→ RECORDS SHOWN
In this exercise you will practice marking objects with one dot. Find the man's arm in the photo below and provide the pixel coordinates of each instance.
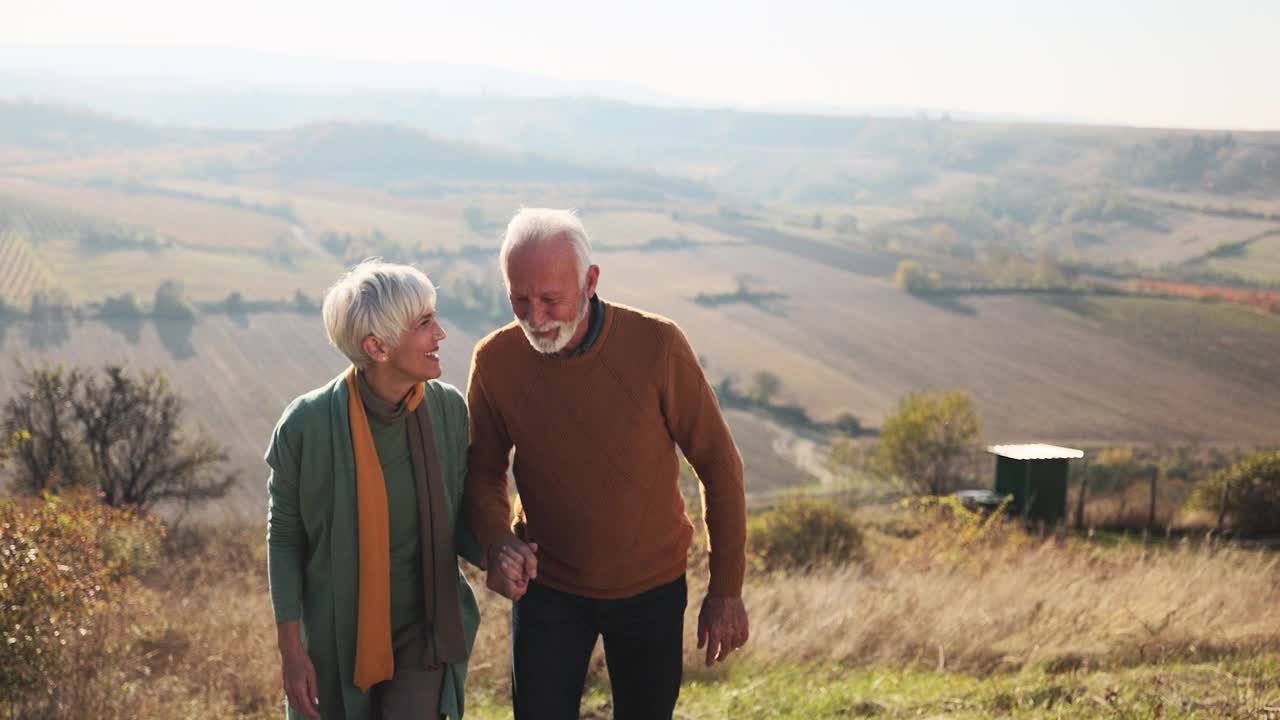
(510, 563)
(698, 427)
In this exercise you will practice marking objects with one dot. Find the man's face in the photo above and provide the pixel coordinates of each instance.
(547, 294)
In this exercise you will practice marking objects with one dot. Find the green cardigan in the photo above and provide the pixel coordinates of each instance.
(312, 541)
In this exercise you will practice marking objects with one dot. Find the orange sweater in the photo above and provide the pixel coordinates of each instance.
(595, 458)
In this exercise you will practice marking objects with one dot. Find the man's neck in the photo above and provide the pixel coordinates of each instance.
(584, 329)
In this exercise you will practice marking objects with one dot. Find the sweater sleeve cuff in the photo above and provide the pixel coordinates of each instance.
(726, 578)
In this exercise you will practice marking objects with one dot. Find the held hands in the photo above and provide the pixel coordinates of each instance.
(722, 627)
(511, 565)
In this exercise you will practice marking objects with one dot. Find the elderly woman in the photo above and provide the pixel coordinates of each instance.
(374, 619)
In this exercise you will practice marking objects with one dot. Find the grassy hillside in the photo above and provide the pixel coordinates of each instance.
(945, 623)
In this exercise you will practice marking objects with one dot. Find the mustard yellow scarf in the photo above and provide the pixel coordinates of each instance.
(375, 659)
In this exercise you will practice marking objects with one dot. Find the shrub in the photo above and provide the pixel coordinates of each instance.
(1248, 493)
(59, 559)
(801, 534)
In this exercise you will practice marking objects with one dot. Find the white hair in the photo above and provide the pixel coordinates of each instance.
(535, 224)
(375, 299)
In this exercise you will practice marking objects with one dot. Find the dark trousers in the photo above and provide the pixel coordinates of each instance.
(553, 634)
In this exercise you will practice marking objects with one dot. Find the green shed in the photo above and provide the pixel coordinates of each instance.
(1036, 477)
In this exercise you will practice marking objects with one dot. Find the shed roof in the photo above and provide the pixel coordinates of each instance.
(1034, 451)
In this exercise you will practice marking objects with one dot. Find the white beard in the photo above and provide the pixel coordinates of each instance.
(567, 329)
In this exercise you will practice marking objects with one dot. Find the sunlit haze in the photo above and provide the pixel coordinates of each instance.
(1143, 63)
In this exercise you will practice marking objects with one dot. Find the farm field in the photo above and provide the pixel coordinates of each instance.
(1258, 260)
(196, 224)
(1183, 236)
(841, 341)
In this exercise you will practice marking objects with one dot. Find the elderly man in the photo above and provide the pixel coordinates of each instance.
(594, 397)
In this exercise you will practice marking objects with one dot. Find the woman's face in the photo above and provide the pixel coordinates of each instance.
(415, 359)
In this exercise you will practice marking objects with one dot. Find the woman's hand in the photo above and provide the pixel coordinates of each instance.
(297, 673)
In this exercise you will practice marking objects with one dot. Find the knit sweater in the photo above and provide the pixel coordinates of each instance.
(595, 460)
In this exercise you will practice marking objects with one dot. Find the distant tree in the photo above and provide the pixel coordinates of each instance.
(138, 450)
(848, 424)
(1246, 495)
(172, 302)
(40, 419)
(115, 432)
(927, 441)
(913, 278)
(764, 386)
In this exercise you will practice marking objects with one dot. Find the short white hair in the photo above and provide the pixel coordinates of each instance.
(375, 299)
(535, 224)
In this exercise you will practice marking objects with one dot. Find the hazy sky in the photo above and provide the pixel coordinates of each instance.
(1146, 62)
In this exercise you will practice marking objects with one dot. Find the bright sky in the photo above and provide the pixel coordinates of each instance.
(1137, 62)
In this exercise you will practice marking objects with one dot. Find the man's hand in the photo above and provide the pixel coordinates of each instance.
(511, 565)
(722, 627)
(297, 671)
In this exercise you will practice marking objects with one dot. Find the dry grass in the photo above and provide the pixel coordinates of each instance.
(1033, 606)
(196, 636)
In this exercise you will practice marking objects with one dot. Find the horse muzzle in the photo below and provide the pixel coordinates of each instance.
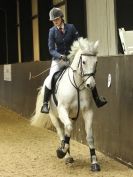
(90, 82)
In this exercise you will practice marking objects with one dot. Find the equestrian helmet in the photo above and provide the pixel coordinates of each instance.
(55, 13)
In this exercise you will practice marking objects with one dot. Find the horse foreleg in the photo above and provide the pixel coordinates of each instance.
(56, 124)
(63, 115)
(88, 117)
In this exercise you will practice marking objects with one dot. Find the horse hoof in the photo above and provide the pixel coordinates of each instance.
(69, 160)
(60, 153)
(95, 167)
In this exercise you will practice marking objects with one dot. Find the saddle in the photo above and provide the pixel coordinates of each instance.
(55, 83)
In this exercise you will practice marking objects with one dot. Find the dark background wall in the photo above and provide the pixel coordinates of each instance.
(77, 16)
(44, 25)
(112, 123)
(124, 14)
(26, 35)
(8, 29)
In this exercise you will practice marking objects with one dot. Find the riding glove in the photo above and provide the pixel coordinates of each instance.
(64, 58)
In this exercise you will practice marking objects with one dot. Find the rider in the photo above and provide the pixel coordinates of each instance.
(61, 37)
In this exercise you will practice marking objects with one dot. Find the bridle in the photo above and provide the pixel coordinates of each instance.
(81, 66)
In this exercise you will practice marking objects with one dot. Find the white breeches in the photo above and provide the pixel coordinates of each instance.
(56, 65)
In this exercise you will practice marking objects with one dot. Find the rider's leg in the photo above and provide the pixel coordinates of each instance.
(100, 101)
(47, 94)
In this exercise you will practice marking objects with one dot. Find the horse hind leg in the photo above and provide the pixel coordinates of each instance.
(63, 150)
(60, 132)
(56, 123)
(88, 116)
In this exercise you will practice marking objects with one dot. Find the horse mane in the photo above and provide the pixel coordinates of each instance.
(82, 44)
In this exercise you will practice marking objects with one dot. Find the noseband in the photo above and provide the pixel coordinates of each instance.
(81, 66)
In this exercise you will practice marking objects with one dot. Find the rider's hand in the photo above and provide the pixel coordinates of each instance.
(64, 58)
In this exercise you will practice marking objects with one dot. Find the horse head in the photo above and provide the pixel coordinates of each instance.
(85, 60)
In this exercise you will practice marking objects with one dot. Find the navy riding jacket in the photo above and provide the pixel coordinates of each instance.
(58, 43)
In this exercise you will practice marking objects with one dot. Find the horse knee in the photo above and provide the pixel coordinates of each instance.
(90, 141)
(68, 128)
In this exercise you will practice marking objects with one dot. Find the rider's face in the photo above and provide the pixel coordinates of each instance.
(57, 21)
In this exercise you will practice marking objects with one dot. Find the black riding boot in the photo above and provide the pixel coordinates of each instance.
(100, 101)
(45, 106)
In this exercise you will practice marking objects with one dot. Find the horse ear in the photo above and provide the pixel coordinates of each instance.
(80, 45)
(96, 45)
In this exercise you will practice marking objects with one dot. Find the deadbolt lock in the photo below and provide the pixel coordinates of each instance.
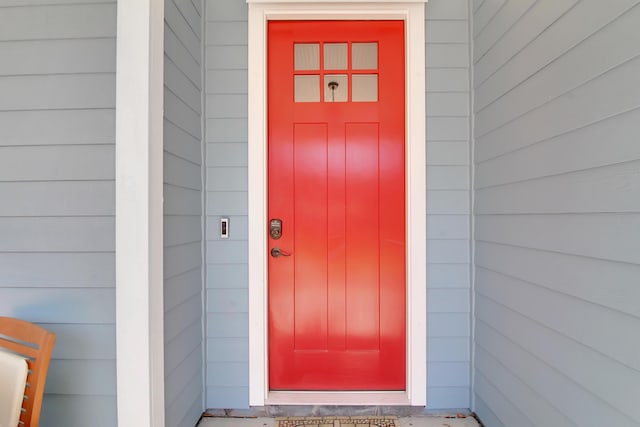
(275, 228)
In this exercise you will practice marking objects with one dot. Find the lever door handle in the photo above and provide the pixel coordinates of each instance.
(276, 252)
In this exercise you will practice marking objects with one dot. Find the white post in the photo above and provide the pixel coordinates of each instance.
(139, 212)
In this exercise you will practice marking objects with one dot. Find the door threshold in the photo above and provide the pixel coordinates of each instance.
(366, 398)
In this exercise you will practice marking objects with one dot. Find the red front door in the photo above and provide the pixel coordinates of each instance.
(336, 205)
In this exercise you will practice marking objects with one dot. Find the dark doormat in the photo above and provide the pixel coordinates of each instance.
(362, 421)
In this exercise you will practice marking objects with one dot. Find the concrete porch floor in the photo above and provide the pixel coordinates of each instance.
(408, 421)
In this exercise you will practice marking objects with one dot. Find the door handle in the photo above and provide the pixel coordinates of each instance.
(276, 252)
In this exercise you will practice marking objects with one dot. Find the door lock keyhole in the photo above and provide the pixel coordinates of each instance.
(333, 86)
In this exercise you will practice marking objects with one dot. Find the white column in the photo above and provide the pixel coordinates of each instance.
(139, 211)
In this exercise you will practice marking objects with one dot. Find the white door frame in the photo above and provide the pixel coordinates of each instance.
(139, 239)
(412, 12)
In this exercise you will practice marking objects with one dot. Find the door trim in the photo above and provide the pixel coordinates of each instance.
(413, 14)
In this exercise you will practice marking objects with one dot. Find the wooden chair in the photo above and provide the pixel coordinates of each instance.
(36, 345)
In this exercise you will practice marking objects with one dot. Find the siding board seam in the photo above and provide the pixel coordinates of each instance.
(182, 71)
(555, 251)
(555, 291)
(560, 95)
(179, 98)
(504, 396)
(559, 174)
(182, 44)
(199, 37)
(531, 40)
(172, 154)
(564, 133)
(497, 11)
(556, 371)
(552, 61)
(168, 119)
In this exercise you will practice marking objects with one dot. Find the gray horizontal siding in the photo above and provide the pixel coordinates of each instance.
(57, 168)
(448, 110)
(557, 179)
(183, 225)
(227, 332)
(448, 193)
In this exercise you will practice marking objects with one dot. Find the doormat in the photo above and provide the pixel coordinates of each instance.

→ EXERCISE DESCRIPTION
Repeat verbatim every line of the records from the line with "Find the wooden" up to and including the last line of the records.

→ ANSWER IN FULL
In this exercise you will practice marking objects with one dot. Find the wooden chair in the photo above and provide the pixel coordinates of each instance.
(36, 345)
In this exercise you will practice marking objects with one dot. Find the siding board seam in the photo above and provide the pixel coordinates of each instance.
(182, 71)
(555, 251)
(555, 291)
(560, 95)
(179, 98)
(504, 396)
(559, 174)
(182, 44)
(199, 37)
(531, 40)
(172, 154)
(564, 133)
(497, 11)
(556, 371)
(552, 61)
(168, 119)
In this exercise you will practice marking objects with one dot. Find the gray horizontal siding in the photo above and provide the pixel coordinates of each instance.
(57, 168)
(448, 110)
(557, 179)
(183, 225)
(227, 332)
(448, 193)
In this exercise you will practice marking objects with one dot. Find the doormat in the photo above and provide the pixel coordinates of each instance.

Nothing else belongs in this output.